• **Task details**
From the data below, restate every line word for word.

• **Region pointing data**
########
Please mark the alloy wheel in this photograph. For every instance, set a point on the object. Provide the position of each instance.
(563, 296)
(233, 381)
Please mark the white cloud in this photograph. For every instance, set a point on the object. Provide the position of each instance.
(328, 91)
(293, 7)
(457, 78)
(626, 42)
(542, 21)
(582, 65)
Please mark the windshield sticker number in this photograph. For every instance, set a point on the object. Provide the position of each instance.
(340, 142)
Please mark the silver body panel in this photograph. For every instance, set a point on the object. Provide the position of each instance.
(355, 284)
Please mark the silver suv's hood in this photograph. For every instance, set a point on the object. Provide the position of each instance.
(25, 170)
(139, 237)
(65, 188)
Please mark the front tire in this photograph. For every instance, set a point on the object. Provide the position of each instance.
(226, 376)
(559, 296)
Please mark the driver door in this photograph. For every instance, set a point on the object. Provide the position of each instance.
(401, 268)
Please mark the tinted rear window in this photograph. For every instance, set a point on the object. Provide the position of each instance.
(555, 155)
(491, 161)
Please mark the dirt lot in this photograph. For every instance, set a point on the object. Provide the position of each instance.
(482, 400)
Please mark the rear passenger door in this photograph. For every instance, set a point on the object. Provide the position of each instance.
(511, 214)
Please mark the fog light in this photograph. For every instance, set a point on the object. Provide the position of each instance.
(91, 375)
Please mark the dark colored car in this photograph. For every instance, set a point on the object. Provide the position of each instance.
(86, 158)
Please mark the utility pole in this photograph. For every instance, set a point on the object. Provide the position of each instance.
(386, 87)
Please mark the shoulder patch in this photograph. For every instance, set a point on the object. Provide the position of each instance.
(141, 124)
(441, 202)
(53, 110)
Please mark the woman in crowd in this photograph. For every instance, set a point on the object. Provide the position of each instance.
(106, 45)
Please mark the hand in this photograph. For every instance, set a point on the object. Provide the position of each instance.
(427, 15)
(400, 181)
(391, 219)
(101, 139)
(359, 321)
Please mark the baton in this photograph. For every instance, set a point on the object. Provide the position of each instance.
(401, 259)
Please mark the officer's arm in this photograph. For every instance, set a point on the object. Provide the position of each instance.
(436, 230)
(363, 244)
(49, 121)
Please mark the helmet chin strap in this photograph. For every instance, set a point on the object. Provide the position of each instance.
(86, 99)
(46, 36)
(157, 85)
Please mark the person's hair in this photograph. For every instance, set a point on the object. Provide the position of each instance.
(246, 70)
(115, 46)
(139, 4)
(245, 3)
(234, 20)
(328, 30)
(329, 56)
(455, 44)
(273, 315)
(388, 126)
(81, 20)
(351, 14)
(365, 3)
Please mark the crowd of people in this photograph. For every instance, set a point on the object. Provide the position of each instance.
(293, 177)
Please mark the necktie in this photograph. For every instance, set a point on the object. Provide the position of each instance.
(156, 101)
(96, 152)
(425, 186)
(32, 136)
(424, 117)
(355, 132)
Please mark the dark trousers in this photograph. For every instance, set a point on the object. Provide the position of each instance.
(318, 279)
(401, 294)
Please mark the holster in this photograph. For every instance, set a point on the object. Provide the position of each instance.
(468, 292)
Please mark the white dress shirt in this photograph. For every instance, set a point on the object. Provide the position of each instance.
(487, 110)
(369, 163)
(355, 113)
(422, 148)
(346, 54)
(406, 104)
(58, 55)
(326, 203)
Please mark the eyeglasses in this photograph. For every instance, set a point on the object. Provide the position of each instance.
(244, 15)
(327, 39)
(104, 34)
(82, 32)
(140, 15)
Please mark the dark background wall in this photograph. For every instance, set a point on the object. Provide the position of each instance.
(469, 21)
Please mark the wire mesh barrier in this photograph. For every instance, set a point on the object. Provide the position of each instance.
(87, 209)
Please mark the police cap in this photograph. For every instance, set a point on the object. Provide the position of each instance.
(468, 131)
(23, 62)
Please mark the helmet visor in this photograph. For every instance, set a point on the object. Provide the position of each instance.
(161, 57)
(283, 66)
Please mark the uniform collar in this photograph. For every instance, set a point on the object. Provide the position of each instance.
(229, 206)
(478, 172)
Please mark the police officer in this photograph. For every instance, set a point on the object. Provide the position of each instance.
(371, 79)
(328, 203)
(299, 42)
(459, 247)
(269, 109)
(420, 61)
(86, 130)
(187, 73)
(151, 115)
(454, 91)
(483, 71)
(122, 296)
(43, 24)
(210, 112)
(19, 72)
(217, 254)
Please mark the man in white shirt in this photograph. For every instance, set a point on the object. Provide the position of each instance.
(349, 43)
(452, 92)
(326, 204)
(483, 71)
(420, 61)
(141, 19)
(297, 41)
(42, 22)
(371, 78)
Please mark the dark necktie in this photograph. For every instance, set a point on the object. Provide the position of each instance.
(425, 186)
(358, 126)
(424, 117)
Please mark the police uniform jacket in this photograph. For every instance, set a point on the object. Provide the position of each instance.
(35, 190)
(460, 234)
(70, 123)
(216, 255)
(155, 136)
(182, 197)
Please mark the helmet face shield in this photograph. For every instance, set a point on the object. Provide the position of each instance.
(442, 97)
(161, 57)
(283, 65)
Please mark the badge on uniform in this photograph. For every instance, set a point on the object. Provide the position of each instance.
########
• **Answer to this problem**
Please mark the alloy wheel in this photograph. For every instance, set a point on the object. Provide the position of each instance.
(563, 296)
(233, 381)
Please mark the white cloud in this photograph. For every instance, set a point on the object. Provide the position of each instance.
(328, 91)
(293, 7)
(457, 78)
(626, 42)
(542, 21)
(582, 65)
Please mark the windshield sticker number in this photograph. For every instance, set a point on the object. Provide the position of each instance.
(340, 142)
Please mark the silver body panel in this photograph. For every instance, set a point on the object. Provide the position of each instance.
(355, 284)
Please mark the silver suv's hood in this photograph. For every instance, set a point on the object. Provide the position of each instance.
(25, 170)
(139, 237)
(65, 188)
Please mark the front tire in this photograph. For every instance, set a point on the object. Provide the position of each instance.
(226, 376)
(559, 296)
Please mark the driver door in this photograph. For every instance, set a point on the object. Provide the position of each instance.
(401, 268)
Please mark the tinted rear window in this photograph. For every instance, set a point on the object. Provide the position of each instance.
(555, 155)
(491, 161)
Please mark the dirt lot in this photograph. For every instance, set a point on the object. Provide the position of each instance.
(482, 400)
Please mark the rear passenger door in this photograph. For every instance, set a point on the object. Provide the position of each instance.
(511, 214)
Please mark the fog light in this photograph. For every instance, set a point on the object. Provide the position of each instance.
(91, 375)
Please mark the dark colored car in this photograph. For every instance, set a point on the object. Provide the position of each instance.
(86, 158)
Please mark the utility pole in this photograph. For every instance, set a point on the object. Provide the position of each instance.
(386, 87)
Please mark the shoulder patch in this photograph. For every instance, set a point on the object. Provide the position of each instance.
(141, 124)
(441, 202)
(53, 110)
Please mark the woman in crowd in this photograph. For every instance, set a point on the object. Provide the position of each instance.
(106, 45)
Please mark the hand in this photograph. For every instance, set a point on the object. Provide the position of each instance.
(427, 15)
(400, 181)
(391, 219)
(101, 139)
(359, 321)
Please mark the baton in this photograph. For every instance, set a point on the object. Provide the position of each instance.
(401, 259)
Please mark the officer's arm in this photograph. For every instance, set a point on the object. Provide the position of each instance.
(436, 230)
(363, 244)
(49, 121)
Please mark the helmet chin strap in this photograph. For every instance, set a point on the object. Provide the position of each instance.
(86, 99)
(46, 36)
(157, 85)
Please mark the person's hair in this photograph. For every instance, set a point on the object. Provide the position of each instance.
(246, 70)
(115, 46)
(139, 4)
(245, 3)
(234, 20)
(328, 30)
(329, 56)
(455, 44)
(273, 315)
(388, 126)
(81, 20)
(351, 14)
(365, 3)
Please mark the crowd of people in this photograph. For every instance, set a point on the object. Provide the position of each instance.
(293, 177)
Please mark the necktie in this photograph. For every instance, set a point on the object. Provide the position of each instance.
(156, 101)
(96, 152)
(425, 186)
(32, 136)
(424, 117)
(355, 132)
Please mark the dark trousers in this photograph. For every instance, set a point on the object. Provide the position of each instance.
(318, 279)
(401, 294)
Please mark the holster in this photograph. For every instance, set a point on the object. Provide the position of each instance.
(468, 292)
Please mark the white dress shirt in this photograph. For every instance, set a point on the object. Provide the position of each instance.
(487, 110)
(369, 163)
(355, 113)
(422, 148)
(346, 54)
(406, 104)
(58, 55)
(326, 203)
Please mark the eyeglasses in this photograph. For every instance, set a point on the object. Provide the position of each instance.
(244, 15)
(327, 39)
(104, 34)
(82, 32)
(140, 15)
Please mark the dark background wall in this photograph. For every instance, set a point on the object. Provide the position of each instance.
(469, 21)
Please mark the wire mesh barrier in this photograph. For every instance, set a point on the object. Provide the position of each instance.
(87, 209)
Please mark the police cap in this photograph. For every instance, set a point on the object. Provide the position of each instance.
(468, 131)
(23, 62)
Please mark the helmet visor in this photograph. For every instance, set a point on the object. Provide the position of each instance.
(161, 57)
(283, 66)
Please mark the uniform collar in this photograph. For every instance, set a point on the object. Provide the position of each instance.
(229, 206)
(478, 172)
Please mark the police officer in this photograph. For every instance, set a point on the object. Provide the position of each instance.
(371, 79)
(328, 203)
(299, 42)
(459, 247)
(269, 109)
(420, 61)
(86, 130)
(187, 73)
(151, 115)
(454, 91)
(483, 71)
(122, 296)
(43, 24)
(210, 112)
(19, 72)
(217, 254)
Please mark the man in white shirt in this photograph. For every instance, set a point on the object. Provide the position of each instance.
(349, 43)
(452, 92)
(326, 204)
(483, 71)
(420, 61)
(141, 19)
(297, 41)
(42, 22)
(371, 78)
Please mark the dark necktie in this photograph. For every instance, set a point on the object. Provide the position of each instance.
(425, 186)
(358, 126)
(424, 117)
Please mark the police uniform jacket in this photograph. For every instance, set a point on the object. Provide the position of each instance.
(35, 190)
(460, 234)
(70, 123)
(216, 255)
(155, 136)
(182, 197)
Please mark the helmet face shield in this photograph. For every instance, set a point on the object. Provide the position of each instance.
(442, 97)
(161, 57)
(283, 65)
Please mark the badge on uniform in this photograph. For every instance, set a point on the object. Provide the position of each instance.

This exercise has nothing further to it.